> **WHAT TO WORK ON**: Only the pictures are to be dropped; return all other data below exactly.

> **STORED DATA**:
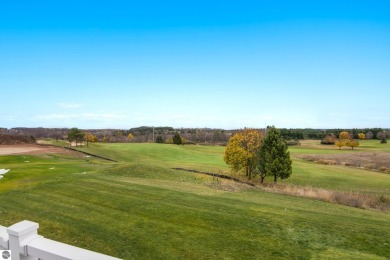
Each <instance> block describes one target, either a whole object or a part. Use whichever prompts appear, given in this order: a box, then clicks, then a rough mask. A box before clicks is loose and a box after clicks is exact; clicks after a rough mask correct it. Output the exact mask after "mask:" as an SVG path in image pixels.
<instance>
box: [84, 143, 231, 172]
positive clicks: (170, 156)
mask: <svg viewBox="0 0 390 260" xmlns="http://www.w3.org/2000/svg"><path fill="white" fill-rule="evenodd" d="M78 149H79V150H81V151H86V152H90V153H93V154H98V155H101V156H104V157H107V158H110V159H114V160H118V161H120V162H131V163H141V164H149V165H158V166H162V167H170V168H174V167H187V168H191V169H196V170H209V171H221V170H224V171H226V170H228V167H227V165H226V163H225V162H224V161H223V152H224V150H225V147H222V146H202V145H184V146H183V145H165V144H153V143H125V144H123V143H120V144H99V143H92V144H89V146H88V147H85V146H84V147H82V148H78Z"/></svg>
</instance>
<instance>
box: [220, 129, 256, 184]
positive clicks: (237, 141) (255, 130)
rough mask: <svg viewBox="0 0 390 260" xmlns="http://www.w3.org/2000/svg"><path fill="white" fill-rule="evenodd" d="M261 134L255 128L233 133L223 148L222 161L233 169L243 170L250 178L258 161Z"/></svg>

> **EXERCISE ANSWER**:
Each <instance> block describes one target, either a whole object or a part. Use whichever prompts appear, given in this order: a box, then clicks, then a rough mask. A box before clicks is loose and a box after clicks is exact; clicks after a rough mask correct it. Output the exact mask after "mask:" as an SVG path in image pixels.
<instance>
box: [84, 143, 231, 172]
positive clicks: (170, 156)
mask: <svg viewBox="0 0 390 260" xmlns="http://www.w3.org/2000/svg"><path fill="white" fill-rule="evenodd" d="M78 149H79V150H81V151H86V152H90V153H93V154H98V155H101V156H104V157H107V158H110V159H114V160H118V161H120V162H131V163H141V164H149V165H158V166H162V167H170V168H174V167H187V168H191V169H196V170H209V171H221V170H224V171H226V170H228V167H227V165H226V163H225V162H224V161H223V152H224V150H225V147H222V146H202V145H184V146H183V145H165V144H153V143H125V144H123V143H120V144H99V143H92V144H89V146H88V147H85V146H84V147H82V148H78Z"/></svg>
</instance>
<instance>
box: [220, 129, 256, 184]
positive clicks: (237, 141) (255, 130)
rough mask: <svg viewBox="0 0 390 260" xmlns="http://www.w3.org/2000/svg"><path fill="white" fill-rule="evenodd" d="M261 134L255 128L233 133L223 148L222 161L233 169L243 170L250 178L258 161Z"/></svg>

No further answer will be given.